PROBLEM DESCRIPTION:
Filter the listing below, copying every line that contains the word "blue".

THE RECORDS:
☆ ☆ ☆ ☆ ☆ ☆ ☆
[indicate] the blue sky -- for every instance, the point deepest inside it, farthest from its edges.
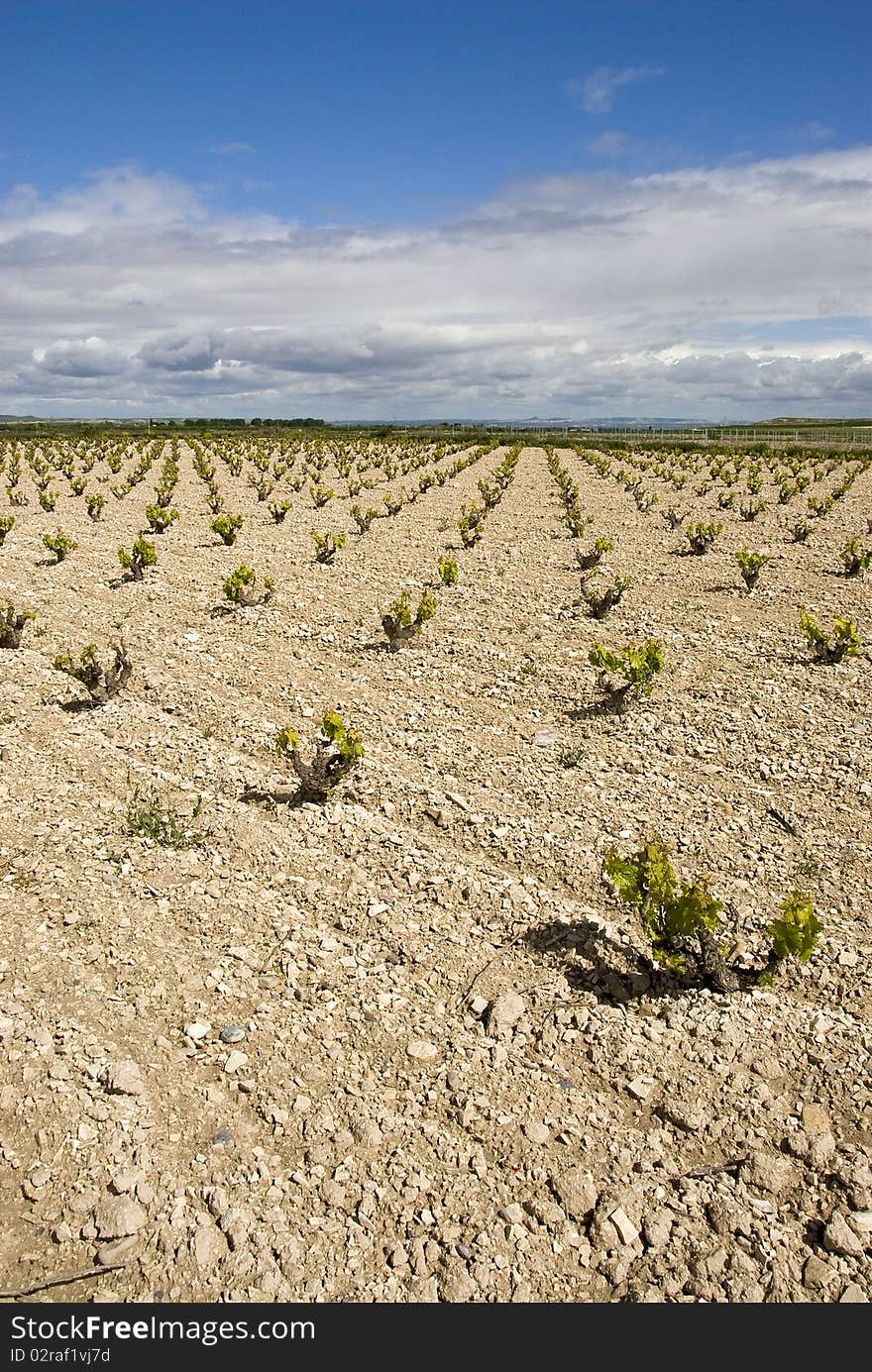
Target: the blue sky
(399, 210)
☆ ☆ ☆ ☆ ☆ ☆ ☆
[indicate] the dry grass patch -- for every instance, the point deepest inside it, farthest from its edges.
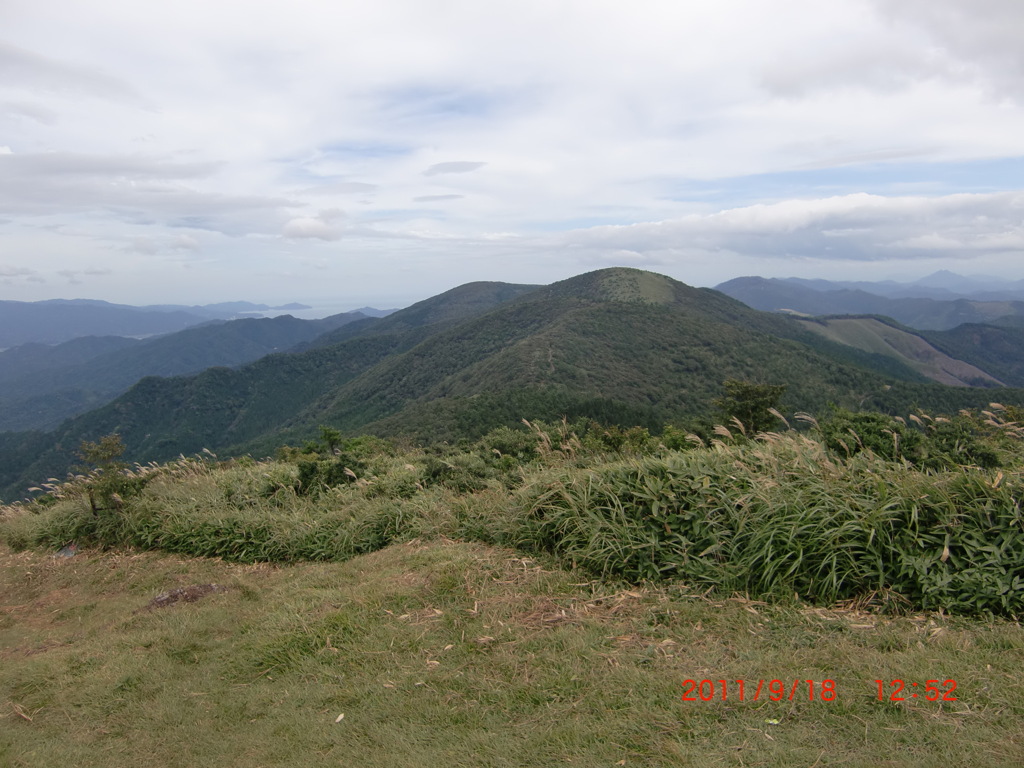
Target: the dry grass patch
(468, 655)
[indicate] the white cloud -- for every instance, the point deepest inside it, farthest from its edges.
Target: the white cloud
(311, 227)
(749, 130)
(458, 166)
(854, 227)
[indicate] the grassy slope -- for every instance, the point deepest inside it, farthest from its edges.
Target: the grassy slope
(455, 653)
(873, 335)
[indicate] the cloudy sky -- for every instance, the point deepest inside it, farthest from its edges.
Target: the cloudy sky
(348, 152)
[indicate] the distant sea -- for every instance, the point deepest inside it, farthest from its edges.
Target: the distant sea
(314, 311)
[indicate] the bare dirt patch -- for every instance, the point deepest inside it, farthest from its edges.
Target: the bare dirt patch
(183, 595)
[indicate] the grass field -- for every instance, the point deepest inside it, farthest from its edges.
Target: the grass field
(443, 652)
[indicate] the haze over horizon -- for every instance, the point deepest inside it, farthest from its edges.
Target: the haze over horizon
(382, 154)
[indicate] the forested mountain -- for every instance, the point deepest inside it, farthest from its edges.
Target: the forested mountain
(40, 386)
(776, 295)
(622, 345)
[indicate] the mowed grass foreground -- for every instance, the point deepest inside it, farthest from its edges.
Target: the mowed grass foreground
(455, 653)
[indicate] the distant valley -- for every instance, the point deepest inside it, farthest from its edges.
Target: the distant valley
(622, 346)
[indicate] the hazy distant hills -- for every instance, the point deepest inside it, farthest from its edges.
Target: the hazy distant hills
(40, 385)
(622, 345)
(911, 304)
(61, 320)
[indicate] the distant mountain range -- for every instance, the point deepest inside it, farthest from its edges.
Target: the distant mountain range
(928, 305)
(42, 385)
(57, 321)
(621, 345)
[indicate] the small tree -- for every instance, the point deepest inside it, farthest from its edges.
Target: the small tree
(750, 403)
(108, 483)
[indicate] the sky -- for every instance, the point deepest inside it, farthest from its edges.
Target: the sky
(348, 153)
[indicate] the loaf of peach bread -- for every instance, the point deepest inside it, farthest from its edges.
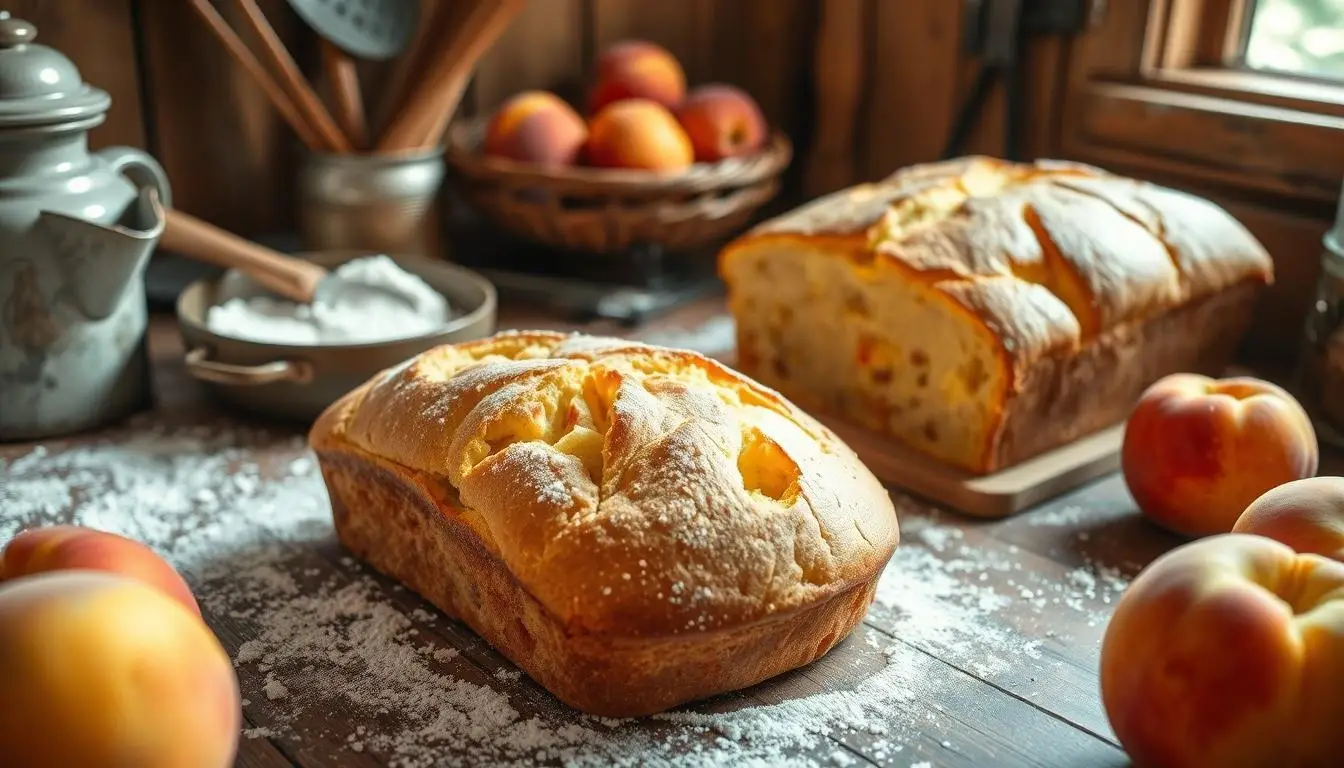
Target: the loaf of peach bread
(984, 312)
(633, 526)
☆ ☆ ☆ ☆ ☆ ☆ ☆
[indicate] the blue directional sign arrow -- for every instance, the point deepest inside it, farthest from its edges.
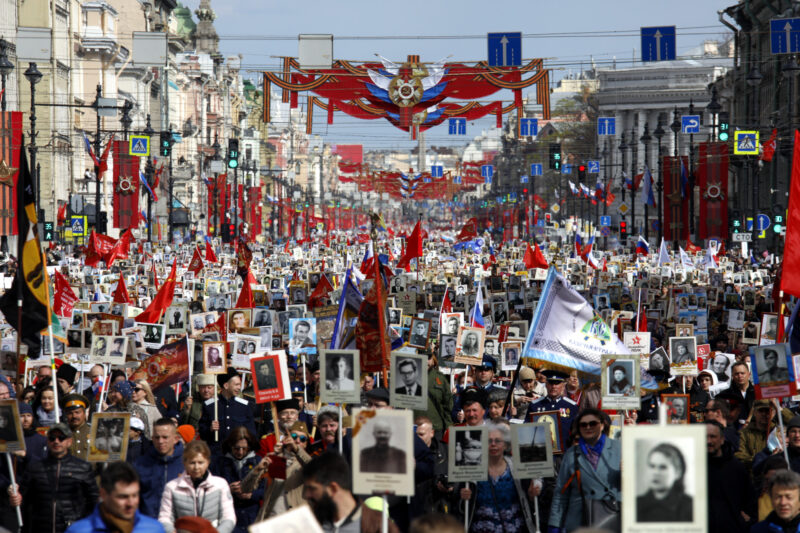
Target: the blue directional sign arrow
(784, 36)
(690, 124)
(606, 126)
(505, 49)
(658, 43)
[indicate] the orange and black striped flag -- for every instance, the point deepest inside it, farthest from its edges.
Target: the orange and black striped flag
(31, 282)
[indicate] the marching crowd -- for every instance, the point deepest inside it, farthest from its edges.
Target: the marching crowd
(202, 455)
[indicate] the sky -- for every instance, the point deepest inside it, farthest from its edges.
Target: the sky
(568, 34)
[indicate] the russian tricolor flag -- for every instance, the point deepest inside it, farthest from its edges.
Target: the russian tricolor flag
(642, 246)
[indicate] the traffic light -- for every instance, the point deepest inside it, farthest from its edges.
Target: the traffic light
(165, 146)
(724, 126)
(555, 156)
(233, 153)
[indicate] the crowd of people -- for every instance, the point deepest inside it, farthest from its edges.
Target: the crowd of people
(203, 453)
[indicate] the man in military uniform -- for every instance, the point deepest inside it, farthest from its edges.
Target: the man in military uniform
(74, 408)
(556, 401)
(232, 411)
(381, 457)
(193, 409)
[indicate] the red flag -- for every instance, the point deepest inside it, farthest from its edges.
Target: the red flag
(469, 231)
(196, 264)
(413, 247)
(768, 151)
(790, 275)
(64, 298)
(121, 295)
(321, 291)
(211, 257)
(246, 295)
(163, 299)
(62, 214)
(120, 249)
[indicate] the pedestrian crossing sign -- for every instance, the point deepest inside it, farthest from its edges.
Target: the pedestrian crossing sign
☆ ☆ ☆ ☆ ☆ ☆ ☆
REPLY TO THE EXERCISE:
[indicate] the blue sky -- for every instance, the point deepest inside it, farthest from its edges.
Target: the blue sky
[indicate] the blue directional sign arrow -- for every instance, the point deepest inside it, farthest from its edges.
Target: the blue directional sign arrow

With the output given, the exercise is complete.